→ Prompt: Quote every line below exactly and skip any picture.

→ Supplied information:

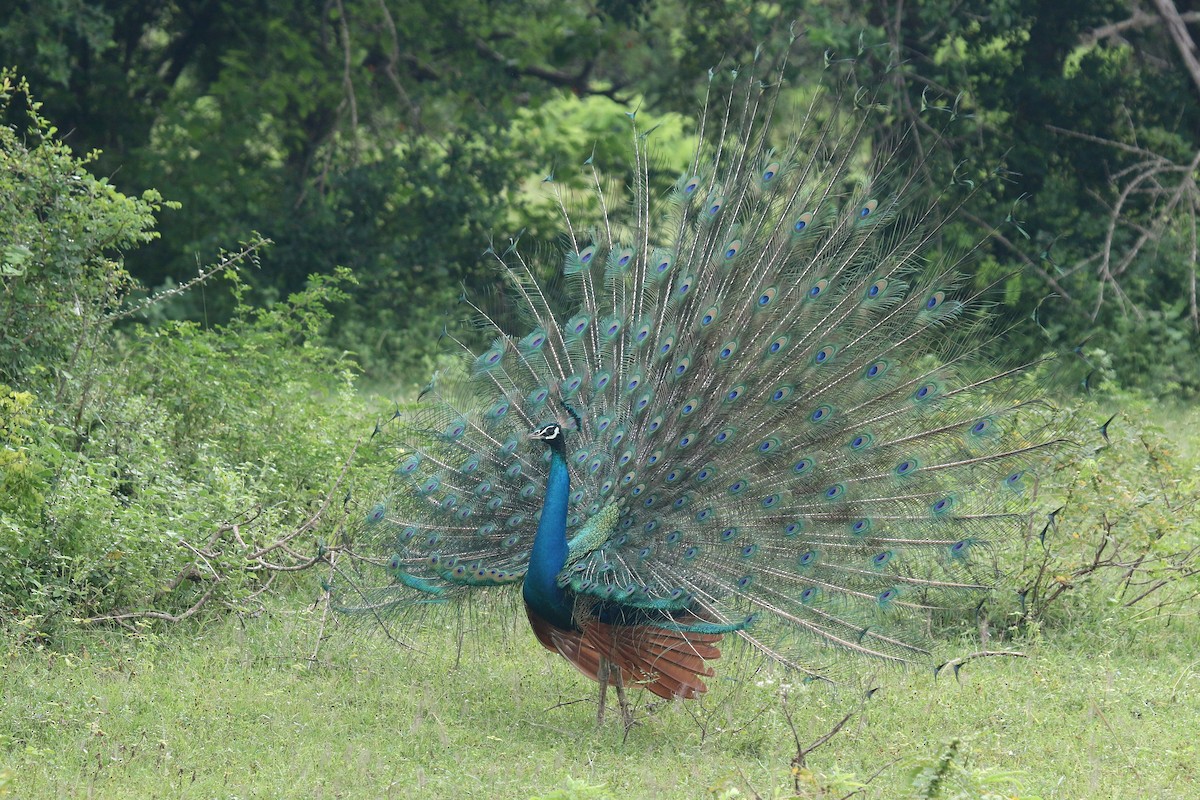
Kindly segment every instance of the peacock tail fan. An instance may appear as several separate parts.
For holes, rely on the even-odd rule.
[[[343,610],[515,596],[551,458],[528,436],[550,422],[568,431],[558,583],[608,621],[825,675],[839,654],[922,661],[930,615],[994,585],[994,548],[1029,530],[1039,474],[1078,437],[1034,365],[989,361],[992,287],[941,246],[977,189],[930,191],[873,150],[872,103],[786,113],[770,77],[706,100],[669,190],[631,115],[625,185],[593,159],[584,200],[545,183],[561,251],[489,248],[508,311],[467,298],[487,343],[390,426]]]

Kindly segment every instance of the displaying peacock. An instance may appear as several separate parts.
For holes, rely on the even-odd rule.
[[[948,212],[918,170],[869,152],[872,112],[782,124],[747,72],[669,191],[636,121],[631,185],[585,164],[594,224],[547,179],[549,285],[489,248],[515,311],[472,304],[490,346],[395,422],[343,610],[519,588],[602,717],[608,685],[623,711],[631,685],[703,693],[728,637],[820,677],[840,653],[919,661],[931,613],[975,607],[1066,438],[1027,365],[982,358],[987,289],[936,252]]]

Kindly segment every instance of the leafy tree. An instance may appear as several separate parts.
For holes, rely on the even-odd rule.
[[[958,237],[990,237],[977,280],[1003,281],[1007,344],[1032,356],[1088,341],[1123,382],[1194,396],[1200,67],[1174,5],[1156,8],[870,3],[865,38],[890,47],[864,63],[932,186],[964,168],[1003,177],[963,209]],[[930,107],[944,128],[922,119]]]
[[[349,266],[363,281],[346,343],[425,371],[462,284],[489,282],[493,232],[523,227],[514,190],[547,167],[542,143],[509,135],[514,116],[561,91],[631,99],[652,55],[658,75],[696,58],[659,46],[664,9],[679,5],[25,2],[0,60],[43,87],[77,148],[103,150],[98,170],[180,202],[131,258],[137,277],[178,280],[260,230],[281,243],[256,278],[268,296]],[[222,313],[188,299],[174,313]]]
[[[1169,0],[25,0],[0,62],[31,76],[77,152],[104,149],[100,174],[181,202],[133,274],[179,280],[263,231],[280,243],[254,276],[268,299],[351,267],[343,344],[420,383],[461,286],[490,283],[489,239],[549,244],[531,184],[571,180],[592,150],[539,115],[612,100],[593,130],[615,152],[623,111],[690,118],[710,67],[759,46],[779,58],[803,32],[799,94],[822,69],[856,73],[886,109],[878,146],[899,141],[934,191],[976,186],[944,245],[991,237],[977,280],[1001,282],[1010,344],[1032,356],[1090,336],[1122,380],[1160,365],[1149,383],[1186,394],[1197,22]],[[185,295],[171,313],[220,319],[231,302]]]

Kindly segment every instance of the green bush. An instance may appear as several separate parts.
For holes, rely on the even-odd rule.
[[[55,138],[25,81],[0,70],[0,381],[60,378],[135,286],[122,254],[151,241],[155,191],[134,198]],[[21,120],[20,123],[14,120]],[[47,371],[51,374],[47,375]]]
[[[1063,413],[1079,420],[1081,446],[1040,476],[1039,512],[1001,557],[1008,590],[989,599],[992,622],[1076,631],[1112,631],[1119,617],[1169,622],[1200,593],[1195,454],[1164,430],[1171,417],[1159,404],[1137,395],[1102,394]],[[1110,416],[1106,438],[1099,426]],[[1182,433],[1197,416],[1173,418]]]
[[[45,485],[29,446],[38,435],[35,398],[0,384],[0,513],[25,519],[36,515]]]
[[[236,267],[259,240],[202,273],[230,281],[227,324],[115,328],[157,299],[131,305],[122,255],[154,238],[158,196],[90,175],[5,72],[0,118],[14,116],[23,124],[0,127],[4,618],[40,634],[170,618],[201,598],[236,607],[266,585],[266,561],[315,552],[316,526],[301,526],[366,416],[354,364],[325,340],[352,278],[255,307]],[[305,538],[263,557],[296,530]]]
[[[339,292],[320,280],[271,309],[243,306],[219,328],[113,335],[70,420],[61,408],[35,415],[30,395],[10,392],[5,436],[23,444],[6,443],[3,481],[26,488],[0,506],[0,559],[11,566],[0,602],[40,625],[55,614],[174,613],[214,582],[213,598],[232,604],[259,588],[266,576],[242,569],[244,550],[304,522],[365,416],[352,365],[316,336]],[[246,546],[201,564],[195,549],[223,524],[238,524]]]
[[[936,756],[914,759],[909,770],[911,797],[919,800],[1037,800],[1020,793],[1021,773],[977,766],[970,742],[951,739]]]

→ Response:
Kindly segment every instance of the peacock tail fan. An instance may appear as several separate parts.
For holes, rely on the even-odd rule.
[[[343,610],[515,596],[551,458],[528,436],[550,422],[568,431],[558,583],[608,621],[825,675],[839,654],[922,661],[930,615],[994,585],[994,548],[1029,530],[1039,474],[1078,437],[1034,365],[989,361],[992,287],[941,246],[977,189],[930,191],[873,150],[872,103],[786,113],[770,77],[706,100],[669,190],[631,115],[625,185],[593,159],[584,200],[545,183],[561,251],[489,248],[508,311],[467,298],[487,343],[390,426]]]

Kindly segment every instance of the displaying peacock. An instance may appear as several separate parts.
For holes, rely on the even-odd rule.
[[[948,212],[918,170],[869,152],[872,112],[782,124],[747,72],[669,191],[636,121],[631,185],[585,164],[594,224],[547,179],[549,285],[489,248],[515,311],[472,304],[490,346],[395,422],[343,610],[519,588],[602,717],[608,685],[623,711],[631,685],[703,693],[728,637],[820,677],[840,653],[919,661],[931,613],[975,607],[1066,438],[1027,365],[982,358],[987,289],[936,252]]]

Kindly segment every instance of the leafy tree. An instance may appear as several separate parts.
For holes, rely on the even-odd rule.
[[[958,237],[990,237],[977,280],[1003,281],[1007,344],[1032,356],[1088,341],[1123,382],[1194,396],[1200,67],[1174,5],[1156,8],[870,3],[865,38],[890,47],[864,63],[932,186],[964,168],[1003,177],[963,209]],[[930,107],[944,128],[922,119]]]
[[[349,266],[363,281],[346,343],[425,371],[462,284],[489,282],[493,232],[523,227],[514,190],[547,167],[542,143],[509,135],[514,116],[561,91],[631,99],[652,55],[658,75],[696,58],[659,46],[664,9],[679,5],[25,2],[0,60],[43,87],[77,148],[103,150],[98,170],[180,202],[131,258],[137,277],[178,280],[260,230],[281,243],[256,278],[268,296]],[[222,313],[188,299],[174,313]]]
[[[1169,0],[25,0],[0,62],[31,76],[77,152],[104,149],[100,174],[181,202],[133,274],[179,280],[263,231],[280,243],[254,276],[268,299],[351,267],[343,344],[420,383],[461,286],[490,283],[489,239],[549,244],[531,184],[571,180],[592,150],[539,115],[612,100],[593,130],[615,152],[623,111],[690,118],[710,67],[759,46],[779,58],[803,32],[799,94],[822,69],[856,73],[886,109],[878,146],[899,141],[934,191],[976,186],[944,245],[991,237],[977,280],[1001,282],[1010,344],[1032,356],[1090,336],[1122,380],[1160,365],[1149,383],[1186,394],[1197,22]],[[185,295],[171,313],[220,319],[231,302]]]

Kindly segment every instance of the green bush. An instance may appear as several separate parts.
For holes, rely on the even-odd rule.
[[[55,138],[25,81],[0,70],[0,381],[60,378],[135,286],[122,254],[151,241],[155,191],[134,198]],[[21,120],[20,123],[14,120]],[[47,371],[51,374],[47,375]]]
[[[1063,413],[1079,420],[1081,446],[1040,476],[1039,512],[1001,557],[1008,590],[989,599],[992,622],[1076,631],[1112,631],[1119,617],[1169,622],[1200,593],[1195,454],[1164,430],[1171,417],[1159,404],[1137,395],[1102,394]],[[1110,416],[1106,438],[1099,426]],[[1182,433],[1197,416],[1173,418]]]
[[[45,485],[29,446],[38,435],[35,398],[0,384],[0,513],[25,519],[36,515]]]
[[[236,267],[259,240],[202,273],[230,281],[227,324],[115,328],[157,299],[131,305],[122,255],[154,238],[158,196],[90,175],[5,72],[0,118],[14,116],[23,124],[0,127],[4,618],[40,634],[170,618],[201,598],[236,607],[266,585],[266,561],[315,552],[316,526],[301,526],[366,416],[354,364],[325,340],[352,278],[255,307]],[[305,538],[263,557],[296,530]]]
[[[339,292],[320,280],[271,309],[243,306],[219,328],[113,335],[70,420],[61,408],[35,415],[30,395],[10,392],[5,436],[23,444],[6,443],[3,481],[26,488],[0,506],[0,559],[11,566],[0,602],[40,625],[55,614],[174,613],[214,582],[213,598],[232,604],[259,588],[266,576],[242,569],[244,550],[304,522],[365,416],[352,365],[316,336]],[[246,546],[201,564],[195,549],[223,524],[238,524]]]
[[[936,756],[914,759],[909,770],[911,797],[919,800],[1037,800],[1020,793],[1021,773],[977,766],[970,742],[951,739]]]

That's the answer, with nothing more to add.